▶ **Exercise aim**
Recast every line of the records below as a numbered list, leaving out any blank lines.

▶ **Rows**
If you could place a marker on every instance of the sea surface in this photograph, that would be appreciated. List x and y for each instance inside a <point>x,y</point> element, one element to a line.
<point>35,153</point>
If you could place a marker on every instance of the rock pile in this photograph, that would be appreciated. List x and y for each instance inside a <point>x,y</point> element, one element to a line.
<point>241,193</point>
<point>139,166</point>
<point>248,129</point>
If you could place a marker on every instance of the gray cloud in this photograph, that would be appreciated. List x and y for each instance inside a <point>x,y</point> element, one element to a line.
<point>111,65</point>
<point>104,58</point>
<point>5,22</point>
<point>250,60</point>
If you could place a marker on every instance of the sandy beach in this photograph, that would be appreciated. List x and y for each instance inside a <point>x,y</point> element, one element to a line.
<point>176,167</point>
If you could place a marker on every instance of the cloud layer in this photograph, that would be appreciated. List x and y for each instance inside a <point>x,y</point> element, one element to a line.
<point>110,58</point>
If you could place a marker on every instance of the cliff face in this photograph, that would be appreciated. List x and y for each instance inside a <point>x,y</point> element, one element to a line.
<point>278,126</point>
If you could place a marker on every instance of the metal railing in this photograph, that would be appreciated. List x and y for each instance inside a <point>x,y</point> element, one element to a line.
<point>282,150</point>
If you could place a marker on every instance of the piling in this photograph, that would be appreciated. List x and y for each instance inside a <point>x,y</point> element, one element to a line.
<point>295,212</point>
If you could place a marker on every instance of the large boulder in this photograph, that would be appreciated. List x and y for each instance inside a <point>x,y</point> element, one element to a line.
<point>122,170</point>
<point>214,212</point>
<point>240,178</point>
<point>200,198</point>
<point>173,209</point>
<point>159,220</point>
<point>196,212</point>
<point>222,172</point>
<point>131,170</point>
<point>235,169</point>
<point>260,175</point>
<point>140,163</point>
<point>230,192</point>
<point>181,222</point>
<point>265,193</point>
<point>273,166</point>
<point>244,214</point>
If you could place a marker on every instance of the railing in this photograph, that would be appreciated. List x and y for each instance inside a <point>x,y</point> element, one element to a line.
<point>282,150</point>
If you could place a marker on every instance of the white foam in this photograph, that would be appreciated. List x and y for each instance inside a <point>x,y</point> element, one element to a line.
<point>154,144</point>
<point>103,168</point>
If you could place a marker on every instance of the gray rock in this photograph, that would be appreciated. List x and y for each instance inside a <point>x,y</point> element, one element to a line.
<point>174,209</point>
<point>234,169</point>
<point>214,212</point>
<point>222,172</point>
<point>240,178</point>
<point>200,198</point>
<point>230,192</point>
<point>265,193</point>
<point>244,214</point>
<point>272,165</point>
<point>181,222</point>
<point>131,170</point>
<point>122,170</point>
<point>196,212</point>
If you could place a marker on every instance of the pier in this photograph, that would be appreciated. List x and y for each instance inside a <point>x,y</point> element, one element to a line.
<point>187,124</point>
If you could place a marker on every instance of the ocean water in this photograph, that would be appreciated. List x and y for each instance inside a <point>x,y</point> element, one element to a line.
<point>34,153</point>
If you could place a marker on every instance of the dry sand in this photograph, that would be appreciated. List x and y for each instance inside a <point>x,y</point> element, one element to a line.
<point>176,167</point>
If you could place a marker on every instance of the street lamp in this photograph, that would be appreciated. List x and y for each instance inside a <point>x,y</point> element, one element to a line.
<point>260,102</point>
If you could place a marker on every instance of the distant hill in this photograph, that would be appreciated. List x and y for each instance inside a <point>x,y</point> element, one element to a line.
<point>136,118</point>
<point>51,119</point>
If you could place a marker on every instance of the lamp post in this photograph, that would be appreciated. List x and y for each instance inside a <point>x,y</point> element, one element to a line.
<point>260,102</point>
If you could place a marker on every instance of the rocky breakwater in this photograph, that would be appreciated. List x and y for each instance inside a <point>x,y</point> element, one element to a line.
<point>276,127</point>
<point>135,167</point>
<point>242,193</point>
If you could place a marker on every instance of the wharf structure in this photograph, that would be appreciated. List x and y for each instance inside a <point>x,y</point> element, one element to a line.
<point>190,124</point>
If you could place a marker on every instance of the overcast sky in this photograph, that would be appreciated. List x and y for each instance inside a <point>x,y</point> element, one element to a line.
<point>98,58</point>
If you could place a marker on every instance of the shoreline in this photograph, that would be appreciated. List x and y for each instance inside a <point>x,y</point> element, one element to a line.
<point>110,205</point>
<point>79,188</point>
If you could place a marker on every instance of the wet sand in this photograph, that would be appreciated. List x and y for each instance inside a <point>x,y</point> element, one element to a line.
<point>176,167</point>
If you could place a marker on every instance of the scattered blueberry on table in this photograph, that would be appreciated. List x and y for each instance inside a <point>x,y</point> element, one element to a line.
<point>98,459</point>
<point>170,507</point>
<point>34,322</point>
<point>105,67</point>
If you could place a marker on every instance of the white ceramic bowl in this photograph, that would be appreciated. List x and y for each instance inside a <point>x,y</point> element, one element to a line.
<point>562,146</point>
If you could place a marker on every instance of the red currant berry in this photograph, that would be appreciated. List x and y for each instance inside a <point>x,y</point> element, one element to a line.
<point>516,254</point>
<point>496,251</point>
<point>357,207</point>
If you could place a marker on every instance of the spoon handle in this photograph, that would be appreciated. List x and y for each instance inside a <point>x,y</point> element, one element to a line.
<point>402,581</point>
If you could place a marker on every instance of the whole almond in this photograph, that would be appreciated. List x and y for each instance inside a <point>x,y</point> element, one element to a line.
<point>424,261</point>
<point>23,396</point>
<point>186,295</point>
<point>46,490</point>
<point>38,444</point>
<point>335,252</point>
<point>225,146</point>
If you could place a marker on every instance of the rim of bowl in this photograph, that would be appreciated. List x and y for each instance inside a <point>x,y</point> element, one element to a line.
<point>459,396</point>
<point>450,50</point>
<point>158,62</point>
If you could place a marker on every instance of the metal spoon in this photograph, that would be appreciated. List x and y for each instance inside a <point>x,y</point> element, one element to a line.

▶ **Solution to this task**
1. If you could place a marker on every instance of the sea surface in this photograph, that would be appreciated. List x and y for each instance inside a <point>x,y</point> element, one element to a line.
2. <point>35,153</point>
3. If you could place a marker on every instance of the rock pile in this photograph, that would be appreciated. List x and y for each instance inside a <point>x,y</point> element, one element to a line.
4. <point>241,193</point>
5. <point>139,166</point>
6. <point>248,129</point>
7. If you could place a marker on every instance of the gray cloud in this photograph, that would be appreciated. List x and y for each instance inside a <point>x,y</point> element, one element to a line.
8. <point>111,65</point>
9. <point>104,58</point>
10. <point>5,22</point>
11. <point>250,60</point>
12. If you could place a marker on every instance of the sandy beach in this photograph, that would be appreciated. List x and y for each instance inside a <point>x,y</point> element, one element to a line.
13. <point>176,167</point>
14. If you could place a marker on every instance of the cloud layer in this photograph, that would be appreciated. List x and y for each instance inside a <point>x,y</point> element, one element to a line.
15. <point>110,58</point>
16. If you could place a marker on every instance of the cliff face in this photograph, that would be appreciated. List x and y for each instance inside a <point>x,y</point> element, one element to a line.
17. <point>278,126</point>
18. If you could place a marker on every instance of the metal railing in this photograph, that would be appreciated. List x and y for each instance inside a <point>x,y</point> element, one element to a line.
19. <point>282,150</point>
20. If you could place a marker on every instance of the piling in this photograph, that would be appreciated. List x and y for each instance inside a <point>x,y</point> element, one element to a line.
21. <point>295,212</point>
22. If you could place a marker on every instance of the large boulder in this photograph, that would be appreciated. List x and y for each instance inside a <point>x,y</point> element, one element to a line.
23. <point>122,170</point>
24. <point>214,212</point>
25. <point>240,178</point>
26. <point>200,198</point>
27. <point>173,209</point>
28. <point>159,220</point>
29. <point>196,212</point>
30. <point>222,172</point>
31. <point>131,170</point>
32. <point>235,169</point>
33. <point>260,175</point>
34. <point>140,163</point>
35. <point>230,192</point>
36. <point>181,222</point>
37. <point>265,193</point>
38. <point>273,166</point>
39. <point>244,214</point>
40. If you could place a marker on every instance of the railing in this photograph, that would be appreciated. List x and y for each instance inside a <point>x,y</point> element, one element to a line.
41. <point>282,150</point>
42. If you could place a marker on every instance of the white foam in this photograph, that would be appreciated. List x and y for each instance inside a <point>x,y</point> element, one element to a line.
43. <point>154,144</point>
44. <point>103,168</point>
45. If you could place a marker on every instance of the gray rock in this photograph, that would be appreciated. List x and y for each instance inside a <point>x,y</point> element, one element to a line.
46. <point>174,209</point>
47. <point>234,169</point>
48. <point>214,212</point>
49. <point>222,172</point>
50. <point>240,178</point>
51. <point>200,198</point>
52. <point>230,192</point>
53. <point>265,193</point>
54. <point>244,214</point>
55. <point>272,165</point>
56. <point>181,222</point>
57. <point>131,170</point>
58. <point>122,170</point>
59. <point>196,212</point>
60. If you could place a marker on every instance of the pier in this photograph, that would be appreciated. List x and y for each instance inside a <point>x,y</point> element, one element to a line.
61. <point>187,124</point>
62. If you could place a marker on every instance of the ocean water in this photograph, that would be appreciated. List x and y for each instance inside a <point>x,y</point> element, one element to a line.
63. <point>34,153</point>
64. If you could place a marker on every instance of the dry sand in this photograph, that would be appreciated. List x and y for each instance inside a <point>x,y</point> element, one element to a line.
65. <point>176,167</point>
66. If you could place a marker on every instance of the street lamp in this photograph, that would be appreciated. List x and y for each instance inside a <point>x,y</point> element, one element to a line.
67. <point>260,102</point>
68. If you could place a marker on every instance of the distant hill in this photograph, that would be appreciated. List x and y for each instance inside a <point>x,y</point> element, one element to a line.
69. <point>136,118</point>
70. <point>51,119</point>
71. If you could place a marker on every instance of the lamp post in this photograph, that would be appreciated. List x and y for each instance inside a <point>x,y</point> element, one element to a line.
72. <point>260,102</point>
73. If you could place a marker on every instance of the rocky breakwater in this photograph, that would be appreciated. List x and y for each instance inside a <point>x,y</point> element, one element to a line.
74. <point>276,127</point>
75. <point>135,167</point>
76. <point>242,193</point>
77. If you could place a marker on every instance of the wharf structure in this photograph, that would be appreciated. List x and y for each instance inside a <point>x,y</point> element, one element to a line.
78. <point>190,124</point>
79. If you could place a marker on every instance of the overcast sky in this photograph, that would be appreciated. List x and y for each instance inside a <point>x,y</point> element, one element to a line.
80. <point>98,58</point>
81. If you could place a marker on every instance of the shoreline in this photograph, that would be appreciated. List x and y for each instance inside a <point>x,y</point> element, one element to a line.
82. <point>110,205</point>
83. <point>79,188</point>
84. If you could place a marker on every instance of the wet sand in this photograph, that would be appreciated. List x and y for each instance inside a <point>x,y</point> element, one element to a line.
85. <point>176,167</point>
86. If you could place a marker on every instance of the scattered blueberry on table in this photograph, that would be appreciated. List x and y for each instance inside a <point>x,y</point> element, one element to a line.
87. <point>98,459</point>
88. <point>170,507</point>
89. <point>34,322</point>
90. <point>105,67</point>
91. If you could place a marker on every instance of the white ceramic bowl in this photograph, that would be appreciated. List x and y for each instance inside a <point>x,y</point> element, one element to a line.
92. <point>562,146</point>
93. If you could place a marker on every instance of the red currant berry in this photograph, that would be appreciated. List x and y for each instance inside a <point>x,y</point> element, one element to a line.
94. <point>516,254</point>
95. <point>496,251</point>
96. <point>357,207</point>
97. If you could place a marker on every instance of the spoon handle in this photograph, that would be appreciated. List x and y for each instance inside a <point>x,y</point> element, one element to a line.
98. <point>402,581</point>
99. If you could place a marker on every instance of the whole almond in this photograph, that would be appreciated. List x and y for each instance inside a <point>x,y</point> element, one element to a line.
100. <point>424,261</point>
101. <point>23,396</point>
102. <point>186,295</point>
103. <point>46,490</point>
104. <point>38,444</point>
105. <point>335,252</point>
106. <point>225,146</point>
107. If you could place a marker on every instance of the rim of bowl in this photograph, that would be appreciated. List x and y for each instance inside a <point>x,y</point> element, one element to a line.
108. <point>459,396</point>
109. <point>450,50</point>
110. <point>158,62</point>
111. If you could place a marker on every instance of the metal spoon in this photograph, that would be appreciated. List x and y for each instance inside a <point>x,y</point> element, one element to a line.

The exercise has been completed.